今回は記念すべきメルマガ創刊号ということで、今、私が昨今注目しているニュースについて、考察してみたいと思います。
先般、観光経済新聞さんのニュースで、
「訪日消費 年間5兆円視野に7~9月期 19年比18%増の1.4兆円」
という見出しが、目に留まりました。
インバウンド消費が四半期として初めてコロナ前の実績を上回り、2023年の消費額は過去最高の5兆円が視野に入ってきた。
というのです。
新型コロナウイルスの影響で、旅行業界は大打撃を受けましたが、それが今順調に回復傾向にあること。
ことインバウンド市場においては、コロナ前の実績を上回る勢いという現状を、如実に伝えていると感じました。
私たちは今、全国各地にある宿泊施設のご担当者様とお話しさせていただく機会が多くありますが、その中で多いのが、
インバウンドのお客様が増えていますが、どのように対応したら良いでしょうか?
というご相談です。
それを踏まえて今回は、インバウンド対応をスムーズに行うための解決策の一つとして議題に上がることの多い「多言語対応」について、私なりの見解をお伝えしてみたいと思います。
インバウンド市場が順調に回復している今、国内の受け入れ体制として、
「外国人旅行者が感じている不便や非効率を解消して、スムーズにストレスのない旅を提供できるようにしよう」
という声が多く聞こえてきます。
またそれに伴い、公式HP、交通機関、館内インフォメーションなど、多言語対応を可能にするシステムや各種サービスも続々と増えており、
業界全体では
「外国語対応で完璧に揃えれば、インバウンド対応ができる」
といったムードも高まっています。
しかし、多言語対応をおこなうことが彼らが本当に求めていることなのか?

• _提示情報_
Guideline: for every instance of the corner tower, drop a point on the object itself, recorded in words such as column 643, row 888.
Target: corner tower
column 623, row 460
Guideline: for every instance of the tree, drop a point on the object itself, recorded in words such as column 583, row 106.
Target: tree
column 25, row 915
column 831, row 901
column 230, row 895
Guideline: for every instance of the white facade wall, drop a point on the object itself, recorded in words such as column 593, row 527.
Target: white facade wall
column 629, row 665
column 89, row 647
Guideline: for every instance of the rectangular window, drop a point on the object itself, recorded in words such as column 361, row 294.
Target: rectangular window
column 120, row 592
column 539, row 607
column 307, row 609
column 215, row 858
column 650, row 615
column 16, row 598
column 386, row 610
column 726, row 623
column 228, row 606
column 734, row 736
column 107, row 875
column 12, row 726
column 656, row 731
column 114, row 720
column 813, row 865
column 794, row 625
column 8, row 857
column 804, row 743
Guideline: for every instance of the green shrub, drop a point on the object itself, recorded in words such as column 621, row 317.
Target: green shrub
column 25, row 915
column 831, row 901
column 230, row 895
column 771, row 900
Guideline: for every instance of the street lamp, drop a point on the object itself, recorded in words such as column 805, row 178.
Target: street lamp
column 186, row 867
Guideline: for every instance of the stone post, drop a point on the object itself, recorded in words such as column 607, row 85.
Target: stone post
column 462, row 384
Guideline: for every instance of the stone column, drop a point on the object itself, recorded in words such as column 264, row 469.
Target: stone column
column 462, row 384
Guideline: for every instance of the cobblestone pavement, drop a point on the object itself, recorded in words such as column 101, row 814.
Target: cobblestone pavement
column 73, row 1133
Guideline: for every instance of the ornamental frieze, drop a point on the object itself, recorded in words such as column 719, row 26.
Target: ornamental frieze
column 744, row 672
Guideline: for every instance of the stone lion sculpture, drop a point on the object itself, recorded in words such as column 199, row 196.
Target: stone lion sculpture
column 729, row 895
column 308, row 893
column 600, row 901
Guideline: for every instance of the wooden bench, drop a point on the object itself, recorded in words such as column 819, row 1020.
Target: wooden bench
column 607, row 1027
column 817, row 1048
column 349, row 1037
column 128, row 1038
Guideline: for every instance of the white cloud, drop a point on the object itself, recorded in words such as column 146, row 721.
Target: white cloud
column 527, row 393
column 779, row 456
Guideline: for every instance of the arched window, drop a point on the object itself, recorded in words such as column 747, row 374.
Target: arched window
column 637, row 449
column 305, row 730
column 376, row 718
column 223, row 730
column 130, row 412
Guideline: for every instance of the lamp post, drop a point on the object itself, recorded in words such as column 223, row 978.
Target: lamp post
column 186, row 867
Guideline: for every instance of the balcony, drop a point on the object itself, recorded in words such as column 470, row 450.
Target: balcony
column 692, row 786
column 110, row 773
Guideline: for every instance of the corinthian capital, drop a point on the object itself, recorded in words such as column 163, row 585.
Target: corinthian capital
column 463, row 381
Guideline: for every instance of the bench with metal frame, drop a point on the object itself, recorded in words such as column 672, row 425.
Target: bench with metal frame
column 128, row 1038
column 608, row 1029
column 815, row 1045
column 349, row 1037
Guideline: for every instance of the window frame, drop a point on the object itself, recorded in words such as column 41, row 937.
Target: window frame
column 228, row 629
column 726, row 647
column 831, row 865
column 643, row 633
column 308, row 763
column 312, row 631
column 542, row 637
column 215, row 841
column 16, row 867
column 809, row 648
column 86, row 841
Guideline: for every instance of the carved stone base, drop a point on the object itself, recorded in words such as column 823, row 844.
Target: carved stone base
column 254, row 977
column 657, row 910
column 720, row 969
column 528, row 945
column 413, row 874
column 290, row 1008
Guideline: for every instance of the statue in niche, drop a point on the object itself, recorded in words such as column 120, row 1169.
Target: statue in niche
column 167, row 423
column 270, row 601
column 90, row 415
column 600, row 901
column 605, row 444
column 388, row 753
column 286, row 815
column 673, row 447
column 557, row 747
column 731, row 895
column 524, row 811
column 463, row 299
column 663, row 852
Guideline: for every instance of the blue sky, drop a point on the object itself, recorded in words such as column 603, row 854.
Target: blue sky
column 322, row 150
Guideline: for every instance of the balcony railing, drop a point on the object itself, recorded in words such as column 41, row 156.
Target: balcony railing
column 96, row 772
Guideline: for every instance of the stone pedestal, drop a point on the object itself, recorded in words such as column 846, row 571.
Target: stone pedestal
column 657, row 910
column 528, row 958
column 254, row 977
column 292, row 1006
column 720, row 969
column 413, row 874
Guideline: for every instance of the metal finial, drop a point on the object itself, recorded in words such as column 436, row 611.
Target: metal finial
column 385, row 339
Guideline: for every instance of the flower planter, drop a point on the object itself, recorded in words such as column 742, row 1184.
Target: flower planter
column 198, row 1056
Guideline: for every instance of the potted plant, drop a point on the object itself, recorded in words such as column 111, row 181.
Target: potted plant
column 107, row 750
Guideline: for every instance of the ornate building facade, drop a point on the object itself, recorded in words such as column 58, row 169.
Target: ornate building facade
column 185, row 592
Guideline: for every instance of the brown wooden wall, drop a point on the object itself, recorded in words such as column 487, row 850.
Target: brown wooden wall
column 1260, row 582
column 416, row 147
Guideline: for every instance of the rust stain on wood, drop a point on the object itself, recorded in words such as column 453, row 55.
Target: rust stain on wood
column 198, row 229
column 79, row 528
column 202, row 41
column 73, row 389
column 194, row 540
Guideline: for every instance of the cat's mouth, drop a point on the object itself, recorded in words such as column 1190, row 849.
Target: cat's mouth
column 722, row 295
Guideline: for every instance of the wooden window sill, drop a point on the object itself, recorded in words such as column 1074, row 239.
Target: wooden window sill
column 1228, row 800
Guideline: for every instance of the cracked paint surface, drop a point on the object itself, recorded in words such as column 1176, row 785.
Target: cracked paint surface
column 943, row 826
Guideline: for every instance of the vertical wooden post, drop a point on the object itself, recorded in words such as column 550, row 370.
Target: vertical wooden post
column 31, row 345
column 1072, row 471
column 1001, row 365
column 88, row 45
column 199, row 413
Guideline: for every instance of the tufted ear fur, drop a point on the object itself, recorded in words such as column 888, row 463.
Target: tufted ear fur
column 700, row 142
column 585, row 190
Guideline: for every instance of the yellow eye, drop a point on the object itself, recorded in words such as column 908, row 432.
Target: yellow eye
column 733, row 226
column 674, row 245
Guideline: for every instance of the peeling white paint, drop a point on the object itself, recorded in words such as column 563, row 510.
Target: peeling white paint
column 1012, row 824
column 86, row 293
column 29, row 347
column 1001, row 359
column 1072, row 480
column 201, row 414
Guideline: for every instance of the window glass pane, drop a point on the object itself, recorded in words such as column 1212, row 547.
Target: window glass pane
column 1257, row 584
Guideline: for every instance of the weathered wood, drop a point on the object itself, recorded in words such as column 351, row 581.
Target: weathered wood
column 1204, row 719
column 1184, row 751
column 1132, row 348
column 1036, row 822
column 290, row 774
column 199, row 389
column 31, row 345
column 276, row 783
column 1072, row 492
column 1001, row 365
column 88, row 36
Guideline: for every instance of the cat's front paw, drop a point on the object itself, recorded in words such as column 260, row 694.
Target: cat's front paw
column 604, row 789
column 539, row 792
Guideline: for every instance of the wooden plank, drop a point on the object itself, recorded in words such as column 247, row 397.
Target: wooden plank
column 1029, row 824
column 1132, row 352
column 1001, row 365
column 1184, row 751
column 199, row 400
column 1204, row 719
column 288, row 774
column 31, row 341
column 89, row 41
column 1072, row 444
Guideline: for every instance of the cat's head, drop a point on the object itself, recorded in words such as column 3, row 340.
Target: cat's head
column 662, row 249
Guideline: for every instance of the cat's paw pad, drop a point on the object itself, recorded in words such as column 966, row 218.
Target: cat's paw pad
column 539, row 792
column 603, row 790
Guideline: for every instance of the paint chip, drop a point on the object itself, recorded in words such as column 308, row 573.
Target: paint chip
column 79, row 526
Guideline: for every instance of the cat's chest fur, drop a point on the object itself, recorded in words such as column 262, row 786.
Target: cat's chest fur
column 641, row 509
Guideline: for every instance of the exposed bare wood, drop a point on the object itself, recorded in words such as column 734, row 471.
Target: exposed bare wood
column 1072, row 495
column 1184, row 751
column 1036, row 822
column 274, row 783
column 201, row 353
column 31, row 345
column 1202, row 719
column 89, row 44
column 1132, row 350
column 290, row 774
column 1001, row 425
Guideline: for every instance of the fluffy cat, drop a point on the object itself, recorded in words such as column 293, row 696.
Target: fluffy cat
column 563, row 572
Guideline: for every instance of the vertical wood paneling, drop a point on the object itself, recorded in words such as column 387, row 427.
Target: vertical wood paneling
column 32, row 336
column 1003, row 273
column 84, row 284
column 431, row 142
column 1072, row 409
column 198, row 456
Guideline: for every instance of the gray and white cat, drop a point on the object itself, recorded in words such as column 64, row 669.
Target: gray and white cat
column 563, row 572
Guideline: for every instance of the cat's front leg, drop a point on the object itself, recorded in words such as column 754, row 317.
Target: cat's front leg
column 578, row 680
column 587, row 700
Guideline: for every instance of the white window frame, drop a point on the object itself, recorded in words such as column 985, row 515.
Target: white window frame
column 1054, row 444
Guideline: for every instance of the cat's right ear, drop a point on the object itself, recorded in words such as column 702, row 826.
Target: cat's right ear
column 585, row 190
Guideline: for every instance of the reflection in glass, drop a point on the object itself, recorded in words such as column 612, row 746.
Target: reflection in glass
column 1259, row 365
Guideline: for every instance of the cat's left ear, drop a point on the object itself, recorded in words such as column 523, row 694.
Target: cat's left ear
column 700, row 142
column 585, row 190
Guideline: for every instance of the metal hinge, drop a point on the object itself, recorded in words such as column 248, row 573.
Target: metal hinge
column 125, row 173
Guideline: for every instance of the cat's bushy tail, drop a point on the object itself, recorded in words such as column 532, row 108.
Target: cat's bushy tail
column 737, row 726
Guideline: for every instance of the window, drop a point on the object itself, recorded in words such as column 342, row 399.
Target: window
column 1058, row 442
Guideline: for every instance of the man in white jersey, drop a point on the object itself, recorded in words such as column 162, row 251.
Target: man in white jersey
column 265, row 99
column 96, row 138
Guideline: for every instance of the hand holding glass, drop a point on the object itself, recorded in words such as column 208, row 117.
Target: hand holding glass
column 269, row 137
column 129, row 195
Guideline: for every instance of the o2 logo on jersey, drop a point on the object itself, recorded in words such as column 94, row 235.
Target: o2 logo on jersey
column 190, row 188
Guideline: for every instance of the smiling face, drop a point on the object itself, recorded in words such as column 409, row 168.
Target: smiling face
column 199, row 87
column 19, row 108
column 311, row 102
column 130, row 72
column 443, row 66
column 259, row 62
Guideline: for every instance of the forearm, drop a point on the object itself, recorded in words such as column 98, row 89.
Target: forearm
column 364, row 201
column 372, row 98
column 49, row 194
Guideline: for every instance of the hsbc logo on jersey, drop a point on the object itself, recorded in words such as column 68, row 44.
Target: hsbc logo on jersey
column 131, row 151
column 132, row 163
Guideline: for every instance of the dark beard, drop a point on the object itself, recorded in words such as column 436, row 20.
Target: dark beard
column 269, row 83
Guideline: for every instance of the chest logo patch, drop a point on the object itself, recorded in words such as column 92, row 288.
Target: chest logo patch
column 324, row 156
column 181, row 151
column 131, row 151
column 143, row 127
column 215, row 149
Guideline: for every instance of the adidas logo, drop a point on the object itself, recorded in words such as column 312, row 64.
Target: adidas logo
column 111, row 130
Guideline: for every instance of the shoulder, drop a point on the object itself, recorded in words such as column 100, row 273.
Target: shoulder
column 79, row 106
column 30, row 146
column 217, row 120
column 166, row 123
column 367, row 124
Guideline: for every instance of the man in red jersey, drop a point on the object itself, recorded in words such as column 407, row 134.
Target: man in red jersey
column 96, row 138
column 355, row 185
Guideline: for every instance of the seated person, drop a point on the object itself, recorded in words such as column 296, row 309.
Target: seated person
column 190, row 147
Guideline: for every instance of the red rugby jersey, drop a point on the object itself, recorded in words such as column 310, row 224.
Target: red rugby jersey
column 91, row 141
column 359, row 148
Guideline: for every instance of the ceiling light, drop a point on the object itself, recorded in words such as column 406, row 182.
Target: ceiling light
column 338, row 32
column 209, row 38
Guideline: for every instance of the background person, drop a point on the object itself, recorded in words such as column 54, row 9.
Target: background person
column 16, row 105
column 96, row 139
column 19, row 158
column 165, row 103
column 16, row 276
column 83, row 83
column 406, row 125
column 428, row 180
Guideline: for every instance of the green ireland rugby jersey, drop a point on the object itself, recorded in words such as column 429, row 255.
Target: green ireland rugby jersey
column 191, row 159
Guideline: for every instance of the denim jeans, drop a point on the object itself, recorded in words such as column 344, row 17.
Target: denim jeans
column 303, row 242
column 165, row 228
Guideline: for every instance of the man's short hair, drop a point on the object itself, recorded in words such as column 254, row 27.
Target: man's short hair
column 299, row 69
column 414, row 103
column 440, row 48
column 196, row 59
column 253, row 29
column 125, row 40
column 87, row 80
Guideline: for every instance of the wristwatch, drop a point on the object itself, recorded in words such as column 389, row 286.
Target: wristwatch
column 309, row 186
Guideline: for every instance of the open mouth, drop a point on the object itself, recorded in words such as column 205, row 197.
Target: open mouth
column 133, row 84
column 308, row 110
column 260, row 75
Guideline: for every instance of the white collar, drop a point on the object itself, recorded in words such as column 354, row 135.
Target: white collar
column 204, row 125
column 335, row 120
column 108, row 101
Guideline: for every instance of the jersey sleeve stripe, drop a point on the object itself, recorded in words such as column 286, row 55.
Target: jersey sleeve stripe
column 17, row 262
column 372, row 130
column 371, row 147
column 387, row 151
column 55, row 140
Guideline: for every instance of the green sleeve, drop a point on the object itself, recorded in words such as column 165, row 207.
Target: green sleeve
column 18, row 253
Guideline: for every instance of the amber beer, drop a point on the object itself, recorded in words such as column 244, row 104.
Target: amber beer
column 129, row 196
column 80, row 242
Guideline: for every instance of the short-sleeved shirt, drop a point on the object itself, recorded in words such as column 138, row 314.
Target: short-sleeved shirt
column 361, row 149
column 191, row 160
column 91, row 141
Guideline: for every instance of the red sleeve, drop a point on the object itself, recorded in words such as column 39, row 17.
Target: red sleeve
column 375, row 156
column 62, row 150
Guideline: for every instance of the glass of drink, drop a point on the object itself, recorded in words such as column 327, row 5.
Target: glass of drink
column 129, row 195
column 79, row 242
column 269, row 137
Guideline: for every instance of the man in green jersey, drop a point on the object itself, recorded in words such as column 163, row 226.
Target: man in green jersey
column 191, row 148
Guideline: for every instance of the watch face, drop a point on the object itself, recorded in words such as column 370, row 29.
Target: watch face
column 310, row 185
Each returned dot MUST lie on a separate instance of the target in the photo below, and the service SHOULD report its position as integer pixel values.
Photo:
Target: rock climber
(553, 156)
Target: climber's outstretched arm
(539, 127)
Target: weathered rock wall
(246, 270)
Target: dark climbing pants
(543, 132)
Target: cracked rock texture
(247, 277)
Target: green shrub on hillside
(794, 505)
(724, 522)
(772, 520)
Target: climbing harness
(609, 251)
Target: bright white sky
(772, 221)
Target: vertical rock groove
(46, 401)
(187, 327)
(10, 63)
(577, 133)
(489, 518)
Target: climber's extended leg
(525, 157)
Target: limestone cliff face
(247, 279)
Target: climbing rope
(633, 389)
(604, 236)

• _作業内容_
インバウンド対応と多言語対応についての本文を、最後の文のあとから書き継いでください。

• _想定される出力_
という視点で考えてみると、また違った別の側面が見えてくるように思います。
私は、
多くの人が良かれと思っていることと彼らが求めていることとの間には、ギャップがある
と考えています。
具体的にいうと、
外国人のお客様は旅先の日本で、流暢な日本語で対応してくれることを望んではいない
というのが、私が率直に感じているところです。
ではなせ、私がこのように感じるのでしょうか?
理由をお話ししますね。
例えばこんなシーンがあるとしましょう。
私たちは「いただきます」と言って手を合わせてから食事を始めますが、これが彼らにとってはとても新鮮で、神秘的な光景なんですね。
私たちは天地の恵み、その命をいただくということで、食べ物への感謝の気持ちを込めて手を合わせ、お辞儀をしますが、彼らからしてみれば、なぜ日本人はそのような行動をごく自然にできるのか?が、不思議でならないのです。
それから、「いただきます」の意味やその所作に込められた意味も含めて、
非常に強い興味をもっています。
また、宿坊での宿泊体験では、彼らが普段はなじみのない精進料理を食べたり、早朝に座禅を組んで和尚さんに背中を叩かれたりすることもあるわけですが、
そこで言葉が思うように通じなかったとしても、そんな新しい体験ができたことをとても嬉しそうにしているんですね。
記憶に残っている例を2つ挙げてみましたが、この時接客していた方の英語はカタコトでたどたどしく、決して流暢な英語を話せるわけではありませんでした。
それでも、外国人旅行者はとても嬉しそうな様子で、むしろ「うまく通じない」状況を楽しんでいるように見えたんです。
これらはあくまでも一例ですが、私はこんな光景に出会うたびに、
これこそが、おもてなしの本質なのではないか?
という思うのです。
さて、大事なことで繰り返しとなりますが、
今、業界内では
多言語対応ができれば、インバウンド対策がスムーズにできる
といった考え方が主流になっています。
これこそがインバウンド対策にとって善であり、人材不足を抱えている今の旅行業界の課題解決の意味でも有効であると。
そしてそういう中で多言語対応のシステムを導入したり、バイリンガル人材を採用するなどして、課題解決をしようとされています。
しかし、本当に大切なこと、彼らが真に求めていることは
流暢な言葉で、スムーズに対応してくれること
ではないと思うのです。
彼らが深く心を動かされるのは、自国では体験することのできない、異国の地・日本という場所だからこそできるレアな文化体験で、
そこで交わされる、あたたかい心の交流にこそ価値を感じているからです。
だから、カタコトだっていいんです。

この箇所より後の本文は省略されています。